▶ _Stated problem_
Rewrite the rows below as a two-column CSV with the header columns "text" and "answer", one line for each row. Put each row's text and its answer in their own quoted fields, and replace any line breaks with spaces.

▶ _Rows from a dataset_
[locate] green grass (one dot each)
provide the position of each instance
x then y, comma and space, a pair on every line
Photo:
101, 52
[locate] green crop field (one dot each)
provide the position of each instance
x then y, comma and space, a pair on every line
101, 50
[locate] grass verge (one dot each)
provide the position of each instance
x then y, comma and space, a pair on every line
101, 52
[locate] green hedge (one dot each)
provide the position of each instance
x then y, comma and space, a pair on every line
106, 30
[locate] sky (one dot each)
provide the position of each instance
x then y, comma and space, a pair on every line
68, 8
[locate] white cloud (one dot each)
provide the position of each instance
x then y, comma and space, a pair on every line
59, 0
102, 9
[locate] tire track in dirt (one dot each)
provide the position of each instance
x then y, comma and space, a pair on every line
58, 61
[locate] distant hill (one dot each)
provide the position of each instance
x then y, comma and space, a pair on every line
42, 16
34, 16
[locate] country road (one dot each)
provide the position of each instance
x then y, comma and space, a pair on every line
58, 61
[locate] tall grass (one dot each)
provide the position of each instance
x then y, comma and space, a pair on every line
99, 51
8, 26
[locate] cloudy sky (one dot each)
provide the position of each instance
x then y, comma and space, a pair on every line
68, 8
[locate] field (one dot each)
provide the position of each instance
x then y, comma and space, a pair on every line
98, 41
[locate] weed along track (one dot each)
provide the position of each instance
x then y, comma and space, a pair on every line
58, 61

▶ _Output of the task_
text,answer
"[locate] green grass (one dot each) provide the position of each instance x then y, comma and space, a pair on every line Photo:","101, 52"
"[locate] green crop field (one dot each) provide the position of each instance x then y, comma and space, a pair on every line","101, 50"
"[locate] grass verge (one dot each) provide the position of each instance x then y, comma and space, a pair on every line","101, 52"
"[locate] green hedge (one dot each) provide the position of each instance x then y, comma and space, a pair on every line","106, 30"
"[locate] sky (one dot each) provide the position of each instance x then y, comma and space, a pair on every line","68, 8"
"[locate] white cloud (one dot each) provide the position of each instance x then y, comma and space, a pair on every line","59, 0 102, 9"
"[locate] tire track in dirt (one dot each) provide the position of each instance x then y, comma and space, a pair on every line","58, 61"
"[locate] distant hill (one dot each) provide the position of each instance x then y, comma and space, a pair on every line","42, 16 34, 16"
"[locate] country road (one dot each) provide the position of each instance x then y, comma and space, a pair on every line","58, 61"
"[locate] tall grass (one dot each) provide the position of each instance x then y, comma and space, a pair on every line","99, 51 8, 26"
"[locate] cloudy sky (one dot each) provide the position of each instance x then y, comma and space, a pair on every line","68, 8"
"[locate] field (one dot each) provide the position of each instance x then y, comma and space, a pair on every line","98, 41"
"[locate] weed along track (one dot each) provide the position of each instance x then y, comma and space, a pair on every line","58, 61"